* **GIVEN EXERCISE 1**: Copy word for word the part of the Jog Falls trip report that begins at the words "Location: Jog Falls, Karnataka, India" and stops after "perspective of the falls.".
* **GIVEN EXERCISE 2**: Update the records by putting "grass" wherever "ground" appears, keeping everything else the same.

* **EXTRACT**:
==============================

Jog Falls - Natural beauty

Location: Jog Falls, Karnataka, India

Date: Oct 30th and Nov 1st, 2019

To get there: [Click here for Google Map].
From Bangalore, it is connected by Train and Bus. Driving takes around 6 hours on pretty good roads for the most part.

Trail type: This is a tourist spot. We did not trek in the proper sense. However, the main Mayura viewpoint of the falls is well developed and managed by the tourism department.  One can walk among the ramps to get different views at the top. For the fit and adventurous, they have constructed steps, 1388 in total, to reach the foot of the falls. This, in essence, was our "trek". The stair access is only from 9am to 4pm. Allocate 2 hours or more for this option to have a pleasant experience. The other public viewpoint at the British Bungalow side also has some ramps to walk around and gives a different perspective of the falls.

Facilities: Restaurants and small shops are present. Public restrooms are also there though we did not use it. HDFC ATM booth is also there. Plenty of car parking at both viewpoints.


It was disheartening for me to not have visited Jog Falls since my school days. That finally came to an end when we had to attend a family function at Shimoga to which we added a one-night stay-over near the falls. The Falls is about 100 kilometers from Shimoga and takes 2 hours drive time.

Our aim was to leave Bangalore by 6am and we missed it by 30 mins, even though packing was just dumping all our clothes and snacks into the car! Note that there are not many eating places on this route after Tumkur. We ended up eating at a small roadside restaurant in Hosadurga, which surprisingly had good Masala Dosa. Lunch was at Sagar 1 hr before the falls at a riverside hotel. Unfortunately, there was no bird activity on the lake. On the way back from Shimoga, we were recommended a much better hotel near Tarikere called Aramane.
View from Mayura

Gray or Hanuman Langur with a better view!
There were not many spots on the way either where we could do some roadside birding. So, we reached the Falls at the expected time of 2.30pm. Since the weather was fine, we just checked in and immediately headed towards the main viewpoint at Mayura Hotels. It is well managed here with ample parking space though I am guessing, it may overflow on popular days.

It was just after 3pm and we inquired about the steps to go down to the foot of the falls. We were told that the pathway closes by 4pm. So, after taking in a quick glance at the falls we hurried over to the steps. Its a total of 1380! but undaunted we started down fast. However, rain played the spoilsport and at about 80% down, we had to surrender and head back up. Our plan was to return the next day.

==============================

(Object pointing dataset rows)
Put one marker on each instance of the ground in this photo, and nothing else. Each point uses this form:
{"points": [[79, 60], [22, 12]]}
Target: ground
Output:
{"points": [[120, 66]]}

==============================

* **EXPECTED OUTPUT 1**:
Location: Jog Falls, Karnataka, India

Date: Oct 30th and Nov 1st, 2019

To get there: [Click here for Google Map].
From Bangalore, it is connected by Train and Bus. Driving takes around 6 hours on pretty good roads for the most part.

Trail type: This is a tourist spot. We did not trek in the proper sense. However, the main Mayura viewpoint of the falls is well developed and managed by the tourism department.  One can walk among the ramps to get different views at the top. For the fit and adventurous, they have constructed steps, 1388 in total, to reach the foot of the falls. This, in essence, was our "trek". The stair access is only from 9am to 4pm. Allocate 2 hours or more for this option to have a pleasant experience. The other public viewpoint at the British Bungalow side also has some ramps to walk around and gives a different perspective of the falls.

* **EXPECTED OUTPUT 2**:
Put one marker on each instance of the grass in this photo, and nothing else. Each point uses this form:
{"points": [[79, 60], [22, 12]]}
Target: grass
Output:
{"points": [[120, 66]]}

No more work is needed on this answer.